→ **TASK TO COMPLETE**:
Could you copy the records below exactly, keeping none of the images?

→ **TASK INPUTS**:
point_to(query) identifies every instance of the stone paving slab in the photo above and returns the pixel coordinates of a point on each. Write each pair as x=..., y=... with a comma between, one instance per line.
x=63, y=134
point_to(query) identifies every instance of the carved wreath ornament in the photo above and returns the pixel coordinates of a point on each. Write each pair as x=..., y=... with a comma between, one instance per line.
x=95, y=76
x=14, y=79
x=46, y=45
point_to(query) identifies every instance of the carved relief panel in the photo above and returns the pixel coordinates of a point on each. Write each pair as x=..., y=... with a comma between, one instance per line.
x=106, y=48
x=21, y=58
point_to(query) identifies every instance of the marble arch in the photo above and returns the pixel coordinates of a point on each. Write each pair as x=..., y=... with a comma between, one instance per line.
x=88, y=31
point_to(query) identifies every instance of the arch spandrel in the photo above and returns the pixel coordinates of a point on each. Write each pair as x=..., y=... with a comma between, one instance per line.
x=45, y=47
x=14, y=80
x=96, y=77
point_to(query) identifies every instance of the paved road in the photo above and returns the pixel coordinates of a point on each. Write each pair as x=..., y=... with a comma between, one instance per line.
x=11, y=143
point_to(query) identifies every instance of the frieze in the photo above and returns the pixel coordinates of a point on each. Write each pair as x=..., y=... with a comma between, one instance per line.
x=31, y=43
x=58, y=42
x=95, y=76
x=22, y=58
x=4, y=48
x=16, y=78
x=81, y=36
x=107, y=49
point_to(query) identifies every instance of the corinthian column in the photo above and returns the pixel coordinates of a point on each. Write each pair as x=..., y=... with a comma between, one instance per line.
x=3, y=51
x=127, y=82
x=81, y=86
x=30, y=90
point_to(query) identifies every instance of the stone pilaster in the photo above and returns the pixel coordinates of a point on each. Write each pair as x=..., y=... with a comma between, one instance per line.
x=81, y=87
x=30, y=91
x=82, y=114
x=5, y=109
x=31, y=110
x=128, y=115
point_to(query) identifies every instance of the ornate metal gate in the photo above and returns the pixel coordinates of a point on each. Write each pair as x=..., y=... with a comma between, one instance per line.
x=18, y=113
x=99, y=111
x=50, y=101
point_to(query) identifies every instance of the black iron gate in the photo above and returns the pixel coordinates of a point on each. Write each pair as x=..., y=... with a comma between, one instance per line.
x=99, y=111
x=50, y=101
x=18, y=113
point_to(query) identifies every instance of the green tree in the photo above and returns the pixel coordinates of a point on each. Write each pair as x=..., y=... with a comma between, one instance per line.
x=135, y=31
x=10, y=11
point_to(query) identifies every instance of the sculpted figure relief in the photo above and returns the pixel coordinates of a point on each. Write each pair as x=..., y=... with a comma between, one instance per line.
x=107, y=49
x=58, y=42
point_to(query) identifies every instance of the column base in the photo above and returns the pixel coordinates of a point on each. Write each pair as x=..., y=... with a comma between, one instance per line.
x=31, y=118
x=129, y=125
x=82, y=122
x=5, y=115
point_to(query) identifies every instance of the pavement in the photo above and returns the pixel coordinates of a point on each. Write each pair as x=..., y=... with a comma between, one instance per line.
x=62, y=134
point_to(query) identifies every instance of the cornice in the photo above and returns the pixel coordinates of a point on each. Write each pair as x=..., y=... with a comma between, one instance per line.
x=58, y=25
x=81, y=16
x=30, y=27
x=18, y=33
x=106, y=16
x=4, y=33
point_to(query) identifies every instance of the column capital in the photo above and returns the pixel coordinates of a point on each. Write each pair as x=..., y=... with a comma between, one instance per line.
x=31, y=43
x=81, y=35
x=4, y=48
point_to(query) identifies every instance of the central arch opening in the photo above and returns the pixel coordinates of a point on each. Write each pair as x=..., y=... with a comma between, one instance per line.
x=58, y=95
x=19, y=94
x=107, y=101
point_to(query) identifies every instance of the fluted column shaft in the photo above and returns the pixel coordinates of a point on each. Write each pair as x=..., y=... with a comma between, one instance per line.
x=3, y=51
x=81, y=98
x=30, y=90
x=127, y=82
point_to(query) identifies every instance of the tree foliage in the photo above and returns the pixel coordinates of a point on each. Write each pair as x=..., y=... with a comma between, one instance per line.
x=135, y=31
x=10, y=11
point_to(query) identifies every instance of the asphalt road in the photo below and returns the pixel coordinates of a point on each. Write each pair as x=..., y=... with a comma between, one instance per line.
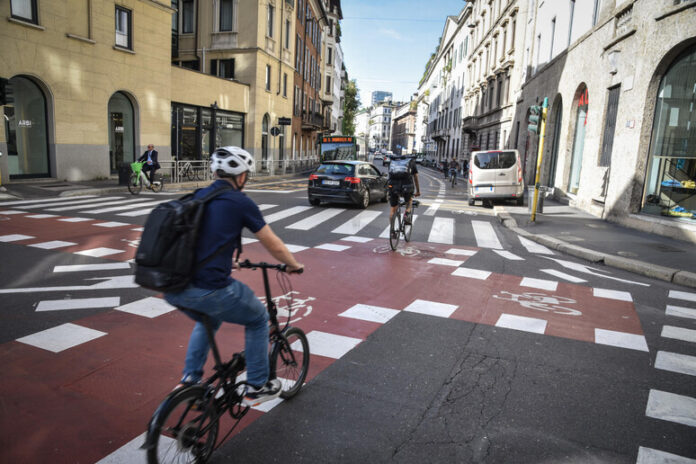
x=466, y=345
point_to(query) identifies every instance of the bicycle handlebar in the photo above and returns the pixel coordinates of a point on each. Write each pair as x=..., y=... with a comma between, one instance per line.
x=246, y=264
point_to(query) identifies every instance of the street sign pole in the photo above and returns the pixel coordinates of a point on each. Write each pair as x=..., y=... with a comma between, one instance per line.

→ **ANSWER BOX**:
point_to(query) identifies every instance of the stone paving slab in the photo above and returns the pixel coordinates of a point on each. Write each pair as x=..., y=... with a comma between, one instance per line.
x=63, y=134
point_to(query) identifies every instance of the carved wreath ornament in the photo above and returns the pixel coordinates of a point on each. Write each pair as x=..., y=... with a comma between, one instance per line.
x=95, y=76
x=14, y=79
x=46, y=45
point_to(query) identifies every instance of the carved relief panel in the photo above and returns the pixel coordinates of a point on each. Write each pair as x=..., y=... with a comma between, one instance per line.
x=106, y=48
x=21, y=58
point_to(query) identifies every instance of the marble arch in the photo above and returns the pixel coordinates of a point on each. Write each pair as x=..., y=... with a comma between, one instance per line.
x=88, y=31
point_to(query) identifies every instance of the arch spandrel in the photo above and returns the pixel coordinates of a point on each. Write each pair as x=..., y=... with a comma between, one instance per line.
x=45, y=47
x=14, y=80
x=96, y=77
point_to(query) identifies every instance of the paved road in the photo above and returns the pixel coordinates of a point on each. Write each pair as x=..., y=... with a comma between, one instance per line.
x=11, y=143
point_to(query) identifies every instance of the frieze in the photo above and returns the pixel coordinates of a point on each. Write each pair as x=..., y=... with a comma between, one instance per line.
x=31, y=43
x=58, y=42
x=95, y=76
x=22, y=58
x=4, y=48
x=16, y=78
x=81, y=36
x=107, y=49
point_to(query) identifies every instance of the corinthian column in the photo above and returns the pixel coordinates of a point on each. Write each pair as x=..., y=... with a comma between, one instance per line.
x=3, y=51
x=127, y=82
x=81, y=86
x=30, y=90
point_to(query) identifies every instance of the stone pilaster in the photo above and returns the pixel coordinates of a point on each. Write each pair as x=..., y=... with a comma between, one instance per line.
x=81, y=87
x=30, y=91
x=82, y=114
x=5, y=109
x=31, y=110
x=128, y=115
point_to(query) identifies every instance of the ornate metal gate in the photo above and returns the pixel coordinates of a point on each. Write each pair as x=..., y=... with a comma between, one instance per line.
x=18, y=113
x=99, y=111
x=50, y=101
point_to(query) identifies every instance of the black iron gate in the photo above and returns the pixel coordinates of a point on each. Write each pair as x=..., y=... with a comma between, one instance per line.
x=99, y=111
x=50, y=101
x=18, y=113
point_to(query) identifies every instance of the green tree in the photo above and returns the pixel coordinates of a point on each. Write each pair as x=..., y=... with a comma between, one instance per line.
x=135, y=31
x=10, y=11
point_to(query) identifies every instance of the sculpted figure relief in the photo above and returns the pixel coordinates of a point on each. Write each pair as x=..., y=... with a comma between, one instance per line.
x=107, y=49
x=58, y=42
point_to(query) identifies every instance of the column base in the photo above and returns the pixel coordinates of a point on each. Write each pair as x=..., y=... with a comma between, one instance per line.
x=31, y=118
x=129, y=125
x=82, y=122
x=5, y=115
point_to(query) identifies every instance of the pavement in the photo above and returns the pixel coordinates of a point on each. Write each pair as x=..., y=... with a comma between, one instance per line.
x=62, y=134
point_to(query) identifies every instance of the cornice in the photo above and returns the pixel coordinates of a point on each. Write each pair as x=..., y=... with a comma between, one instance per line.
x=58, y=25
x=81, y=16
x=30, y=27
x=18, y=33
x=106, y=16
x=4, y=33
point_to(query) identifies every instance of the column capital in the photo above and returns the pixel coordinates of a point on each. Write each pair as x=..., y=... with a comma between, one instance per line.
x=31, y=43
x=81, y=35
x=4, y=48
point_to(query) identifies every instance of the central arch opening in the photo above and returns the pixel coordinates of a point on each. Write each pair as x=..., y=... with a comma between, one instance per line.
x=58, y=95
x=19, y=94
x=107, y=101
point_to(query) identifies every instance of the fluted column shaft in the photo above and returns the pixel coordinates of a point on each. Write each pair as x=..., y=... with a comma between, one instance per line.
x=3, y=51
x=81, y=98
x=30, y=90
x=127, y=82
point_to(query) identifies every instance of the tree foliage in the photo above and returns the pixel coordinates of a point on each. Write each pair as x=..., y=... with a comma between, one instance per line.
x=135, y=31
x=10, y=11
point_to(query) identifies every instance of the asphalt road in the photo below and returns the pixel coordinates of a point on each. Write each pair as x=..., y=... with a comma between, one instance per line.
x=466, y=345
point_to(query) identifies every instance of the bicycle handlebar in the photo above and returns the pixel coordinates of a point on each. Write each pair as x=..., y=... with a comma between, one instance per line.
x=246, y=264
point_to(query) identifies every instance of the street sign pole in the photo above and returns the pixel coordinates of a point on each. Write each pair as x=..., y=... with a comma between, one instance per line.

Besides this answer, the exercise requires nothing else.